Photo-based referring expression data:
===============
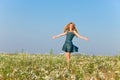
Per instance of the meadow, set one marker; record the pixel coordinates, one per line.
(23, 66)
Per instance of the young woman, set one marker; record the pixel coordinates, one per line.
(70, 31)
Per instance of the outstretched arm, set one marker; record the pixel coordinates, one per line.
(79, 36)
(62, 34)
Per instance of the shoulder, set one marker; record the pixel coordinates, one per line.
(74, 32)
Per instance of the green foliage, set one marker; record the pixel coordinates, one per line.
(54, 67)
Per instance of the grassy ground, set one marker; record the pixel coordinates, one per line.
(53, 67)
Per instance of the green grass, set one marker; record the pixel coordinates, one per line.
(54, 67)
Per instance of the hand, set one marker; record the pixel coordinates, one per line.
(54, 37)
(86, 38)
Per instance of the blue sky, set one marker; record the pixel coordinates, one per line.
(29, 25)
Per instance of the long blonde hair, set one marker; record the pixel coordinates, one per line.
(67, 27)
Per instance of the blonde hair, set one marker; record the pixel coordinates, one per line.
(67, 27)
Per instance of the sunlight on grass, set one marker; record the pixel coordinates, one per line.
(54, 67)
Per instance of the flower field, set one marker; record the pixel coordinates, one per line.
(54, 67)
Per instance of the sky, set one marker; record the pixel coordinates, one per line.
(29, 25)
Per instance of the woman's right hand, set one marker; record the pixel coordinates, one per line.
(54, 37)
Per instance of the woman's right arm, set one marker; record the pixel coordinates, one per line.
(57, 36)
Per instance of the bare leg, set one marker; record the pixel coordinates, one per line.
(68, 58)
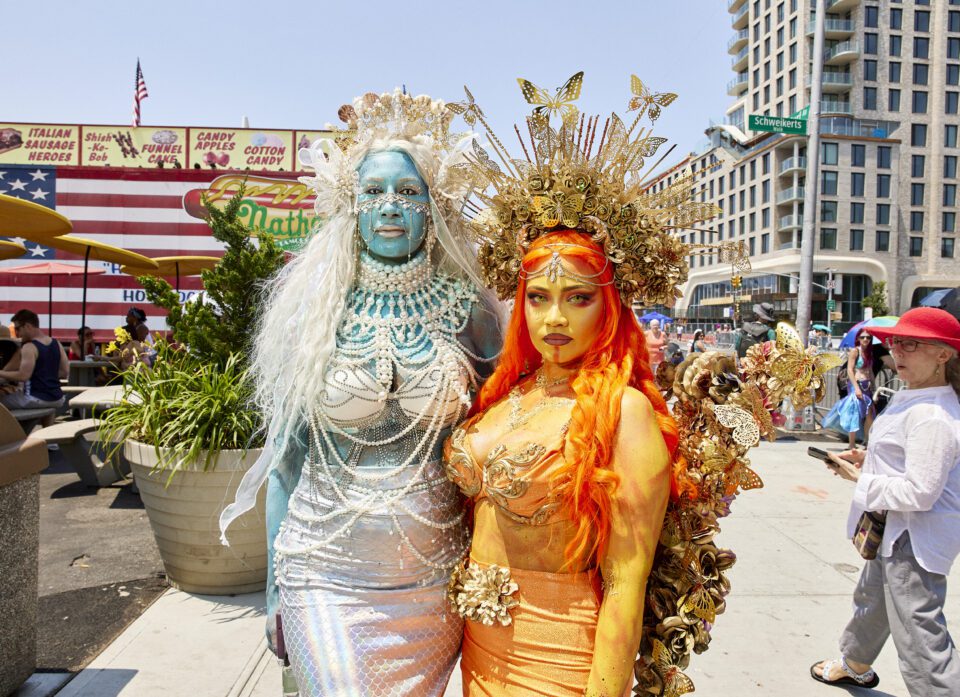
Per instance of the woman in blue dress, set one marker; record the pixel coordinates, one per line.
(372, 344)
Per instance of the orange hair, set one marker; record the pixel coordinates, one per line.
(618, 358)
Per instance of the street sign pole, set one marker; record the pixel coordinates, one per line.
===============
Your reply should be nothing but the lines from the one containing "Per instance of the woman in" through the last line above, copied exactly; please include both ends.

Per instance of the woman in blue dress, set one marker; record the pixel coordinates, one per line.
(372, 344)
Per instance of the orange hair, set one marker; record the pixel coordinates, one per line.
(618, 358)
Per instance of the street sign pole, set one marker; record the pixel coordinates, one per line.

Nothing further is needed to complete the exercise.